Do this ::
Treat the line containing "Note to the class: mark the pink" as the first line and the final line of the material below as the last; reproduce that range exactly.

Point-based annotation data
* start *

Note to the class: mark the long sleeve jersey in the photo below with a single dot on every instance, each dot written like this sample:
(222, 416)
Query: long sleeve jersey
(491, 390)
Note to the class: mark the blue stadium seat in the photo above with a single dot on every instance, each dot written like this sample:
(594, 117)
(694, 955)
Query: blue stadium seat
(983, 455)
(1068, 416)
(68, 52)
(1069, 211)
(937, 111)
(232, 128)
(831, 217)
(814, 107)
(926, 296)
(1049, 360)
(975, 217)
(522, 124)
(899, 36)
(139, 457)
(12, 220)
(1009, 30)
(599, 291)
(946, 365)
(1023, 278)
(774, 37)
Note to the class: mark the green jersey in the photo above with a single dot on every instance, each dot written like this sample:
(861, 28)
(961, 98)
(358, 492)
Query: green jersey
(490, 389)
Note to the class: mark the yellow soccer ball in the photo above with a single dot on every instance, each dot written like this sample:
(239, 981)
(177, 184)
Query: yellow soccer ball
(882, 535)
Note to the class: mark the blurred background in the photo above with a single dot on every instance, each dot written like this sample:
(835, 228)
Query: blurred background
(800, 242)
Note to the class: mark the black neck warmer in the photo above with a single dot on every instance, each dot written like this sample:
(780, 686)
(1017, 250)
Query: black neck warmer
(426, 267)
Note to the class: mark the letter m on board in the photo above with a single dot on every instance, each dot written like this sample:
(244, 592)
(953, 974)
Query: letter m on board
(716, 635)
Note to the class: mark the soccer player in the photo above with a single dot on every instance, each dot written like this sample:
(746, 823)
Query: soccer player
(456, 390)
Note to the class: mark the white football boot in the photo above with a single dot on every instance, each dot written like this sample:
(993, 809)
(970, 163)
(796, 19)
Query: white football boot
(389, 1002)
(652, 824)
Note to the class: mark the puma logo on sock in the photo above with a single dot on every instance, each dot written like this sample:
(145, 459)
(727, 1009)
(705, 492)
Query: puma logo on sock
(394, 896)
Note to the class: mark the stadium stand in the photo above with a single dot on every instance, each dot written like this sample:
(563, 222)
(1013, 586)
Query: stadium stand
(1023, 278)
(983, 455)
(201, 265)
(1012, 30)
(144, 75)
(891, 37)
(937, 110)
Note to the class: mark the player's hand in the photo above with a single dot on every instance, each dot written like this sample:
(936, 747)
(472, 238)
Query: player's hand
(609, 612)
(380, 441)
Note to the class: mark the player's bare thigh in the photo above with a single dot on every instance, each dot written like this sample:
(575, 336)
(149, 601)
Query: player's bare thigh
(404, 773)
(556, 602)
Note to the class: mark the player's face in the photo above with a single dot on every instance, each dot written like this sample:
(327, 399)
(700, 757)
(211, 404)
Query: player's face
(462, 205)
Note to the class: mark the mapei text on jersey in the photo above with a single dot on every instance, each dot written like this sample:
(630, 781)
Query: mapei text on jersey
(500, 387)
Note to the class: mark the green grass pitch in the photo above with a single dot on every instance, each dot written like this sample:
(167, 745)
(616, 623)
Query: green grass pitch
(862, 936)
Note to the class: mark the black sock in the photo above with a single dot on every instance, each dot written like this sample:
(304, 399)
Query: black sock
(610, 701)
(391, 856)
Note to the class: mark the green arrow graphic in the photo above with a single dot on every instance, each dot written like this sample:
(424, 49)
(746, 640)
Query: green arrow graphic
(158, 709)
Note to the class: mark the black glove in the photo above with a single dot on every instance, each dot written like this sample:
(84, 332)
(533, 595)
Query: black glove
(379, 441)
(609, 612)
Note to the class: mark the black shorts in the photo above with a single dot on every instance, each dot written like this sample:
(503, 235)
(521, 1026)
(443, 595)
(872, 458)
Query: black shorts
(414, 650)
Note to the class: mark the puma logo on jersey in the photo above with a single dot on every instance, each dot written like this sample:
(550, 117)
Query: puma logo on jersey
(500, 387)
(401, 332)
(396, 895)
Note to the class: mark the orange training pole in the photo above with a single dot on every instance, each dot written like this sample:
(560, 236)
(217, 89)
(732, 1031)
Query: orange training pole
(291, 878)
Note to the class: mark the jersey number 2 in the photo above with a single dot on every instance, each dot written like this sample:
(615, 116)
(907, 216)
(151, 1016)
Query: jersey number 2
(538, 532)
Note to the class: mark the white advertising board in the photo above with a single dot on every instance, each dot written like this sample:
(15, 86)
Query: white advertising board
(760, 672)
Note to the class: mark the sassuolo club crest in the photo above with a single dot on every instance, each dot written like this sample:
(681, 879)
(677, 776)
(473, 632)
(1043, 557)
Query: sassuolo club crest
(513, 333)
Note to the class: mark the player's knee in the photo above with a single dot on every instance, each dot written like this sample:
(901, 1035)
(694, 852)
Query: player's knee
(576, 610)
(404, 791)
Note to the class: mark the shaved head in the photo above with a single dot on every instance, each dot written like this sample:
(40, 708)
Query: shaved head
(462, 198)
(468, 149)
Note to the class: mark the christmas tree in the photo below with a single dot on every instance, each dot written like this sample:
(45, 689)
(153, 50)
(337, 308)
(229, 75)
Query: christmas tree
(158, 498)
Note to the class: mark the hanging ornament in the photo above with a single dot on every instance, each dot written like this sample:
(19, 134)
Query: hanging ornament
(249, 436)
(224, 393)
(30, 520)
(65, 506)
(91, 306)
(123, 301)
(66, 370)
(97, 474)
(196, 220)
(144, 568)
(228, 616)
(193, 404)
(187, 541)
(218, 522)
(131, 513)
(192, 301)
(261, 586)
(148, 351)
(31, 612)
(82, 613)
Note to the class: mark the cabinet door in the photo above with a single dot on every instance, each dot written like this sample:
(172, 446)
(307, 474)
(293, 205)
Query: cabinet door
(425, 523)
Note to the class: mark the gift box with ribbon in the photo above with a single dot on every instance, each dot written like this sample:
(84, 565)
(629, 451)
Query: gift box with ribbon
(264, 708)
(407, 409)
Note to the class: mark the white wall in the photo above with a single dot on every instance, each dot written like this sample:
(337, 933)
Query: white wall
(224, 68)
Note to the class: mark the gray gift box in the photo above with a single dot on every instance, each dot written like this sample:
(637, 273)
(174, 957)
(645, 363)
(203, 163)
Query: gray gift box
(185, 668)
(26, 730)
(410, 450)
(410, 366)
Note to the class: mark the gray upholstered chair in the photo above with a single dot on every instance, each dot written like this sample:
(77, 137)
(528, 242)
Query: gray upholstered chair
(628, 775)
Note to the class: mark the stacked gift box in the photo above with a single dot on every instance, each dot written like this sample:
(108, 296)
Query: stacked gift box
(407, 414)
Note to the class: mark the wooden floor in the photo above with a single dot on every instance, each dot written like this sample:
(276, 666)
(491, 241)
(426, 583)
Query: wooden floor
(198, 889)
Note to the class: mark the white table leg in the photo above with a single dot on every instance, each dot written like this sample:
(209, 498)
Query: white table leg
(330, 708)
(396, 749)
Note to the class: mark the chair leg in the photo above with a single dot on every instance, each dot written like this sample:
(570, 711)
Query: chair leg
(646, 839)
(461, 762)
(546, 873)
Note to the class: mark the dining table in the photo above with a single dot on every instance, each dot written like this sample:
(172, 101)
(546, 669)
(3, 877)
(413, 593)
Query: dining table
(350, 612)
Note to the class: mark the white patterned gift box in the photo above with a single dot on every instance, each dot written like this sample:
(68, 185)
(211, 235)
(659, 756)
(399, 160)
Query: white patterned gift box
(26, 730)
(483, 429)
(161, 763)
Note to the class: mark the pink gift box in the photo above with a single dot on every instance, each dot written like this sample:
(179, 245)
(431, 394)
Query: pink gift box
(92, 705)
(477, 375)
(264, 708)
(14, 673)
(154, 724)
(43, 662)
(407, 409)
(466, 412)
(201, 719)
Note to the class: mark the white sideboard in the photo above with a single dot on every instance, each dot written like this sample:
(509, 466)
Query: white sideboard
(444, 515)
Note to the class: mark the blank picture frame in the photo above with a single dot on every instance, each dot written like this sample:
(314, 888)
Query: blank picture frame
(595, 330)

* end *

Output of the task ::
Note to the class: mark the pink gift box in the photo above with a single dot on every instance, each dot written like this sample:
(179, 245)
(431, 394)
Query: pink gift box
(92, 705)
(477, 375)
(264, 708)
(14, 673)
(154, 724)
(43, 662)
(407, 409)
(466, 412)
(201, 719)
Note to the class: mark the white sideboard in the photo above with a single dot on every instance, each dot written like this sample:
(509, 466)
Query: white sideboard
(444, 515)
Note to the class: mark the blank picture frame in the photo above with a single dot on every instance, each dot written like this sample:
(314, 888)
Query: blank picture frame
(595, 330)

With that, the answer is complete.